> [JOB] List every layer property that the notebook excerpt on color-coding crime types names as an example.

> [EXCERPTED PASSAGE]
Now using the same principle, we can use Numpy to create a matrix that group every `Crime type` with its correspondant `color code. ` This code will use the coding `RGBA(Red, Green, Blue,Alpha)` the last value corresponde to transparency.

In [None]:
# Get unique categories
categories = geo_crimes['Crime type'].unique()

# colour seaborn's "tab10" color palette
colors = sns.color_palette("bright", len(categories))

# We create a dictionary to map categories to colours
color_dict = dict(zip(categories, colors))
color_dict

With this new array filled of the code colours we need per Crime type category. We can then use the layer. properties, e.g, `radius_scale`, `opacity`, and `get_fill_color`. You need to coe back to the map to see the customised layer in the map we plot previously.

> [ENTRIES]
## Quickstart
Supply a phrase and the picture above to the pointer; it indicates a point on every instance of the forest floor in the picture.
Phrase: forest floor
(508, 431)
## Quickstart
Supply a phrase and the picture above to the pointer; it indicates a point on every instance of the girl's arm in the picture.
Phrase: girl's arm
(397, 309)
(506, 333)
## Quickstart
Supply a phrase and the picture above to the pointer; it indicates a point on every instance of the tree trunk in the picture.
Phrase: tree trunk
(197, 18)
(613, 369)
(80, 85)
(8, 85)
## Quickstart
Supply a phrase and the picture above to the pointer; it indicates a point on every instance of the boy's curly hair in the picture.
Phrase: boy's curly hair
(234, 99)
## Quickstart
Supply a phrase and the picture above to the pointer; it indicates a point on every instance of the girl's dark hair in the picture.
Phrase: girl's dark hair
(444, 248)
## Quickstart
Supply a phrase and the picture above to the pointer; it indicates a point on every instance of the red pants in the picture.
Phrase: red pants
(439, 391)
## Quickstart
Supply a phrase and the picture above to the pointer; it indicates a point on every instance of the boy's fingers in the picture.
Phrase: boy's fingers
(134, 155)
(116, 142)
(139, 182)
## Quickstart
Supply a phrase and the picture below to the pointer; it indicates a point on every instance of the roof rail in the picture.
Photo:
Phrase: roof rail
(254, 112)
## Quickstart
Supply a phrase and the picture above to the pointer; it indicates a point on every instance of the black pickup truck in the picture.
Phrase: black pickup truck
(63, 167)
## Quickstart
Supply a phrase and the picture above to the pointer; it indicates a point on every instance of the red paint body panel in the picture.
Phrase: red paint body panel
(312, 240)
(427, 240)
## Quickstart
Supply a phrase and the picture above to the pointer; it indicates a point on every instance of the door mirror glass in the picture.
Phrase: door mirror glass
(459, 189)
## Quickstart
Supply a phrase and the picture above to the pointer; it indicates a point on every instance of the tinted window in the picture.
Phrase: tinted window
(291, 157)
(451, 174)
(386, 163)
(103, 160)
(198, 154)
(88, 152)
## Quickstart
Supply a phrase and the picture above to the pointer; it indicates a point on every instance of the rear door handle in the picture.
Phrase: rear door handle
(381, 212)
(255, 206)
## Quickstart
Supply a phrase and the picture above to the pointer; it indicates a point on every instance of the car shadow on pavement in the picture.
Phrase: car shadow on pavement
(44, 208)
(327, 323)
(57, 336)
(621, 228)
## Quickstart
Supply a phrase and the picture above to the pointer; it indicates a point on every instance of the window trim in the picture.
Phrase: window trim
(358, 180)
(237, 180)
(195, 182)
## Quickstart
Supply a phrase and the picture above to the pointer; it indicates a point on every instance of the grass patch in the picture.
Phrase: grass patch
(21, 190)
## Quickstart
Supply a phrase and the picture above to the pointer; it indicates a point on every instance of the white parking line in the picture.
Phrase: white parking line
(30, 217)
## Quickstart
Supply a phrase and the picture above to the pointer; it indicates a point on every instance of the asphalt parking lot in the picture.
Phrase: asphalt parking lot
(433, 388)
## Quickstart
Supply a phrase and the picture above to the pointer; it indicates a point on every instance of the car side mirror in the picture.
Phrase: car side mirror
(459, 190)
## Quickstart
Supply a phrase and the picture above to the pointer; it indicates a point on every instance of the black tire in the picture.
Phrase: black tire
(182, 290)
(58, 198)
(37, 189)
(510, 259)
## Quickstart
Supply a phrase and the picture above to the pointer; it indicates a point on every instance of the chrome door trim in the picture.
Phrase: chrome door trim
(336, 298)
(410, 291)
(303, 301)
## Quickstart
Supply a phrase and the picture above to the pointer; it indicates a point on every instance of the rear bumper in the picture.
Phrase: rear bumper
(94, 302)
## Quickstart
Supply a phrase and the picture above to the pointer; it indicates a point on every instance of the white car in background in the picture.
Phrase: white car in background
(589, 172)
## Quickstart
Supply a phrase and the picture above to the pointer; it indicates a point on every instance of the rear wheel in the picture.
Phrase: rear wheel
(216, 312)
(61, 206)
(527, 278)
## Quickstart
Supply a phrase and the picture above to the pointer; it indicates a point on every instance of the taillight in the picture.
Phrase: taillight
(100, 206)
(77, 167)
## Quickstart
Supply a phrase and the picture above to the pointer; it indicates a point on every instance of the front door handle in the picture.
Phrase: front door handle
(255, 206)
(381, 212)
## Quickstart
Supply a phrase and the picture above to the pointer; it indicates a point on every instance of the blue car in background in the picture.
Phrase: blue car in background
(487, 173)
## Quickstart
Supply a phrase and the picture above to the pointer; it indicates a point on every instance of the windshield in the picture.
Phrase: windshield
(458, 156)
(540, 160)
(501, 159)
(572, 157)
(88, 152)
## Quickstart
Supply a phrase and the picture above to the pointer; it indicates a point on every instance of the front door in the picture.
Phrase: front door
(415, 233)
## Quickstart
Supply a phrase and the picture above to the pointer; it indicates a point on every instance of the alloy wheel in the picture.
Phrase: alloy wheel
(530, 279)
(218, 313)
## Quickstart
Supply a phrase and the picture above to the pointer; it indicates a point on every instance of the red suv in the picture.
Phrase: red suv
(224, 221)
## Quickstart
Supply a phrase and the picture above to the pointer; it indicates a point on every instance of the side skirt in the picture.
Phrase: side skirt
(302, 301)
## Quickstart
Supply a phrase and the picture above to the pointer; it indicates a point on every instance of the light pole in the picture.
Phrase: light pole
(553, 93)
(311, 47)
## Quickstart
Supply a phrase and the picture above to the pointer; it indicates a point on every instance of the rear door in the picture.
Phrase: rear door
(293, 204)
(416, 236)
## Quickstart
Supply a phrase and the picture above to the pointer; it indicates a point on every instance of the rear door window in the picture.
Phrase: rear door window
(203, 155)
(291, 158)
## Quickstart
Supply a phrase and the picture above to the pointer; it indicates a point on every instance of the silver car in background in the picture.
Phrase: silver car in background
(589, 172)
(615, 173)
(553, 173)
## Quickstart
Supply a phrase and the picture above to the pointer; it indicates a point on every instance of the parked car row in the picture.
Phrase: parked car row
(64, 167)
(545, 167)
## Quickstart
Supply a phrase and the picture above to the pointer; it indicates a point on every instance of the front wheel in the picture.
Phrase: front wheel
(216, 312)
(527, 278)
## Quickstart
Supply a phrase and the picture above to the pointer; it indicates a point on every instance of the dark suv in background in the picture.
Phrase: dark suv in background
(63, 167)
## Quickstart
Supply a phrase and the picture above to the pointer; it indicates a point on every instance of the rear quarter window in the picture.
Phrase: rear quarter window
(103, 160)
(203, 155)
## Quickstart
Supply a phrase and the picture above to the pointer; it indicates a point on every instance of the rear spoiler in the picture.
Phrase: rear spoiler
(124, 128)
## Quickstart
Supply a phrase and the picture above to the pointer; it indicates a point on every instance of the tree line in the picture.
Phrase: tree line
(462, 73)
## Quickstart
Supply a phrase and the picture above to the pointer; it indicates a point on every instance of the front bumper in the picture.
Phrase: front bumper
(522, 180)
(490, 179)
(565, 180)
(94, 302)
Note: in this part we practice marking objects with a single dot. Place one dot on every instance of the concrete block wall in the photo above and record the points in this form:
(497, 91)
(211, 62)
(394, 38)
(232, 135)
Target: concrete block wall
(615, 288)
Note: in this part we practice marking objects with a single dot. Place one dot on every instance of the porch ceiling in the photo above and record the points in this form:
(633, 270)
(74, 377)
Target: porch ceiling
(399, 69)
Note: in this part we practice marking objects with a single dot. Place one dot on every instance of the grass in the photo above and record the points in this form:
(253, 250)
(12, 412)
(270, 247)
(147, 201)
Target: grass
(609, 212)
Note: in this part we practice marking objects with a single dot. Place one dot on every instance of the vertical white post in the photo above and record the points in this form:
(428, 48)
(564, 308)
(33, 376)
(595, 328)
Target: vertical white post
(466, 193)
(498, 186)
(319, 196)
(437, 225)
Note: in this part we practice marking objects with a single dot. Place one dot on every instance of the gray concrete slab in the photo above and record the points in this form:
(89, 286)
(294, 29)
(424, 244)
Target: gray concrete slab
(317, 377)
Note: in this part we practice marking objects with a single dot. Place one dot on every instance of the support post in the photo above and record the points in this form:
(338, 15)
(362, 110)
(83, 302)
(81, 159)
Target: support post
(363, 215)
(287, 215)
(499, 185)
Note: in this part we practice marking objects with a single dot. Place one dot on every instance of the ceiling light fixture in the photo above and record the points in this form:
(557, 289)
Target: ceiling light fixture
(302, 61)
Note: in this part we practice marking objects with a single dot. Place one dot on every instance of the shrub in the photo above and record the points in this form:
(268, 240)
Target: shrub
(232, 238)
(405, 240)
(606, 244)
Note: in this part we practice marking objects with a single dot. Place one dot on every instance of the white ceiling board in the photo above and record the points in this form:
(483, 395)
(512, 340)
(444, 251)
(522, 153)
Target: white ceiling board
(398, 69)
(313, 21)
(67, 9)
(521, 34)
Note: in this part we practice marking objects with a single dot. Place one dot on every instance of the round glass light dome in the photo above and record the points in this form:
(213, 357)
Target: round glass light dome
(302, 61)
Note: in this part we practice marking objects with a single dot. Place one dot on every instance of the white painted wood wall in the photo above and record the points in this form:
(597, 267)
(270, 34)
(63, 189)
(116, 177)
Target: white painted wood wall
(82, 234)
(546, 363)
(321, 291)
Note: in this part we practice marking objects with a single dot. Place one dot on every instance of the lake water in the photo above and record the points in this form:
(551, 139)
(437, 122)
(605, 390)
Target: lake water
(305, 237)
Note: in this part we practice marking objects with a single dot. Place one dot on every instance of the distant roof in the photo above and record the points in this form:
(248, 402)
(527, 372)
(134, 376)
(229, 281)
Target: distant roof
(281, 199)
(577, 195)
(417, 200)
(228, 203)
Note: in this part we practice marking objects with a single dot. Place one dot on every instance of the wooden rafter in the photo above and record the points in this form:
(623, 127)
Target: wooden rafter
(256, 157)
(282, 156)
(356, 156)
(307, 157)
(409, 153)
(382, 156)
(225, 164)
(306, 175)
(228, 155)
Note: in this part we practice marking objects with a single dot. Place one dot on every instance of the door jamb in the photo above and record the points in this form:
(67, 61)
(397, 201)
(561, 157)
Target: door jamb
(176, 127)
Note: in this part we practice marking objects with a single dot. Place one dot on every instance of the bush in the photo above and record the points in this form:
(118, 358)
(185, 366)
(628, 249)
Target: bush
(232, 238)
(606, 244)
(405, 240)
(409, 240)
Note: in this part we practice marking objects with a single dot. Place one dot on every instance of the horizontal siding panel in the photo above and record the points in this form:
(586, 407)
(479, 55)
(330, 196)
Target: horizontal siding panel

> [COMPLETED TASK] `radius_scale`, `opacity`, `get_fill_color`